| Exercise |
Copy out each line below exactly as written.

| Data to process |
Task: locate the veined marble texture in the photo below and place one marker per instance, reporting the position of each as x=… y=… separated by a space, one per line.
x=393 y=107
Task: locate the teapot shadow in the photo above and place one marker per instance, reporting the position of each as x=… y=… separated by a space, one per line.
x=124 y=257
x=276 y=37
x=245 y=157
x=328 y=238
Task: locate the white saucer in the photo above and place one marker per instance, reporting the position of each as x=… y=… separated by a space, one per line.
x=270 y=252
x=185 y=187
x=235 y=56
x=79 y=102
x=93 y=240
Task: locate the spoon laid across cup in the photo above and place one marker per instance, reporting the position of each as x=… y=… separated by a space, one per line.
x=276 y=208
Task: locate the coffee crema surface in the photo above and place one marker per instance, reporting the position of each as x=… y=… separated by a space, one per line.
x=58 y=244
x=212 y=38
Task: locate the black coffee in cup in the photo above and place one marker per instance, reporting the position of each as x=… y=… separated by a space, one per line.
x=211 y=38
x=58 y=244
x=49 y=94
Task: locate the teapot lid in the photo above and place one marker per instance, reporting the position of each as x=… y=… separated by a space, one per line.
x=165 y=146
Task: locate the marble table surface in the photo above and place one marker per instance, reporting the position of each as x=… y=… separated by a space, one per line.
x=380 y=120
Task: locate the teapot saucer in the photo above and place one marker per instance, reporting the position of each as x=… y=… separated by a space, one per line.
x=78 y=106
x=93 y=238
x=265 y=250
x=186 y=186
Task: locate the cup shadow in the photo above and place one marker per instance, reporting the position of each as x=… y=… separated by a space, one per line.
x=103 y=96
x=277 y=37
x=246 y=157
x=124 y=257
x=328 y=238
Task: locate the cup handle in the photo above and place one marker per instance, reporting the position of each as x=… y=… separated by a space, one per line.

| Written solution |
Task: locate the veined marble texture in the photo below and place one marker per instance, reporting the position of each as x=… y=… separated by a space, one per line.
x=393 y=107
Task: locate the teapot shadow in the photo above and place one marker per instance, reporting the position of each as x=… y=… separated by a space, one per line.
x=124 y=257
x=276 y=37
x=245 y=157
x=328 y=238
Task: locate the white saucer in the photo above and place one marker per instance, reporting the position of each as x=… y=… separated by a space, one per line.
x=270 y=252
x=185 y=187
x=235 y=56
x=79 y=102
x=93 y=240
Task: locate the spoon laid across cup in the photo above and place one marker per instance, reporting the position of each as x=… y=… separated by a space, one per line.
x=276 y=208
Task: locate the coffee crema surface in the photo above and place one marker per instance, reporting the position of each as x=… y=… separated by a space, one per line.
x=58 y=244
x=212 y=38
Task: locate the black coffee in cup in the photo above and place one marker per instance, reporting the position of each as x=… y=… separated by a space, one per line.
x=211 y=38
x=58 y=244
x=49 y=94
Task: locate the teapot lid in the photo above and place one marker per instance, reporting the position of each as x=… y=… separated by a space, one per line.
x=165 y=146
Task: locate the marble table surface in the photo above and place one marker per instance, reporting the position of each as x=… y=… separated by a space, one per line.
x=380 y=120
Task: locate the teapot saucer in the photo above and place one marker per instance, reporting the position of each as x=… y=… separated by a space, one per line.
x=78 y=106
x=93 y=238
x=265 y=250
x=186 y=186
Task: locate the cup shadow in the photo above and place one marker per instance, reporting the position of each as x=… y=… separated by a space, one per line.
x=103 y=96
x=277 y=37
x=246 y=157
x=124 y=257
x=328 y=238
Task: locate the cup handle in the photo above and place one marker per instance, reporting the position of each as x=… y=… separated by a space, one per line.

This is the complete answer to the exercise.